WHAT IS EXPECTED
Each line from the beginning of the entries below through the line that includes "point(204, 40)" must be returned exactly as given.
::: RECORD SET :::
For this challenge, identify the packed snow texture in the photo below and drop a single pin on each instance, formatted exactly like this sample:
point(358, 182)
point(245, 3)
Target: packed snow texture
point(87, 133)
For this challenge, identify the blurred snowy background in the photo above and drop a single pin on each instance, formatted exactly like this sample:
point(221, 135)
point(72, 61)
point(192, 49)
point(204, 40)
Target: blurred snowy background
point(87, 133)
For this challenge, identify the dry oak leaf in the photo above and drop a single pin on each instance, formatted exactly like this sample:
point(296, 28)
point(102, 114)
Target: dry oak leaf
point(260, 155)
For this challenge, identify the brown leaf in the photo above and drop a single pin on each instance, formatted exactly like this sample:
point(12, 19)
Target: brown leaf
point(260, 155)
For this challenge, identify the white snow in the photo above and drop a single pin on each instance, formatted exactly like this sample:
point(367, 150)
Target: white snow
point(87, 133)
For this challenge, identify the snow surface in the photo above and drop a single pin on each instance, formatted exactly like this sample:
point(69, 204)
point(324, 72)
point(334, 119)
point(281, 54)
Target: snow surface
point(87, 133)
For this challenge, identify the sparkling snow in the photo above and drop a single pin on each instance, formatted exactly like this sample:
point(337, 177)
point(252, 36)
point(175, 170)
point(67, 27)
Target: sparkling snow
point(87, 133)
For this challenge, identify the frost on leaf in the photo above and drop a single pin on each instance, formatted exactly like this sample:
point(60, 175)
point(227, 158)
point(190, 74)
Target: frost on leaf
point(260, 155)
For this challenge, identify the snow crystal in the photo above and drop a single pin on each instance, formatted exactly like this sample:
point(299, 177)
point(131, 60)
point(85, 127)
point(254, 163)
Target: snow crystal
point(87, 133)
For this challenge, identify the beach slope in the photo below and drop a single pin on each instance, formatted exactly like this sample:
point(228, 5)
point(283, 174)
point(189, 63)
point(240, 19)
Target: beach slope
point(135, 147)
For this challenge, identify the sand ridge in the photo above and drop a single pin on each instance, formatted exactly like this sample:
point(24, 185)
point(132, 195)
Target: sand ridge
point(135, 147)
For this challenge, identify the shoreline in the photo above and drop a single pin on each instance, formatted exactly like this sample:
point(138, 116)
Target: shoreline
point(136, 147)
:::
COMPLETED EXERCISE
For this challenge, identify the packed snow texture in the photo below and drop a single pin on each instance, formatted exactly like this sample:
point(358, 182)
point(245, 3)
Target: packed snow texture
point(87, 133)
For this challenge, identify the blurred snowy background in the photo above and drop a single pin on each instance, formatted exactly like this sample:
point(221, 135)
point(72, 61)
point(192, 49)
point(204, 40)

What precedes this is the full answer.